**PAGE**:
####################

To preserve a complaint for appellate review that the trial court did not instruct the jury on a particular self-defense issue, the defendant must request the instruction and object to the omission of the instruction, or the issue is forfeited. See Stratton v. State, No. 09-22-00140-CR, 2023 Tex. App. LEXIS 4989, at *26 (Tex. App.— Beaumont July 12, 2023, pet. ref’d) (mem. op.) (not designated for publication) (stating rules of error preservation require defendants, as to a particular self-defense issue, to request the instruction and object to its omission); Allen, 2017 Tex. App. LEXIS 3938, at *2-3 (same). Sections 9.31 and 9.32 do not impose a duty on the trial court to provide sua sponte instructions on the law of retreat. Without that request, he cannot demonstrate error in the charge. Vega, 394 S.W.3d at 519; Posey, 966 S.W.2d at 61-62; see also Tex. Penal Code Ann. §§ 9.31, 9.32; Tex. R. App. P. 33.1(a) (requiring complaint to be preserved in the trial court by a timely request, objection, or motion). Since Miranda did not request such an instruction, Miranda has forfeited that issue on appeal. Posey, 966 S.W.2d at 62-63; Stratton, 2023 Tex. App. LEXIS 4989, at *25-26; Allen, 2017 Tex. App. LEXIS 3938, at *8-9.
We overrule Miranda’s third issue.
Issue Four – Reasonable Doubt In his fourth issue, Miranda argues that the trial court violated Texas Penal Code section 2.03(d) when it submitted the defense-of-a-third-person instruction in its charge, but did not instruct that a reasonable doubt on the defense requires Miranda to be acquitted. The State concedes error.

####################

**DATASET EXCERPT**:
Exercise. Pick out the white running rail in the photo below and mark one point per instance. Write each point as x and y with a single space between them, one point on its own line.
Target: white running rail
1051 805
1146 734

####################

**THE EXERCISE**: According to the appellate opinion, why has Miranda forfeited his complaint about the retreat instruction? Answer in one to three sentences.

**RESULT OF THIS EXERCISE**: Miranda never requested an instruction on retreat, and preserving such a complaint requires the defendant to request the instruction and object to its omission. Sections 9.31 and 9.32 do not require the trial court to give retreat instructions on its own. Without a request, he cannot show error in the charge.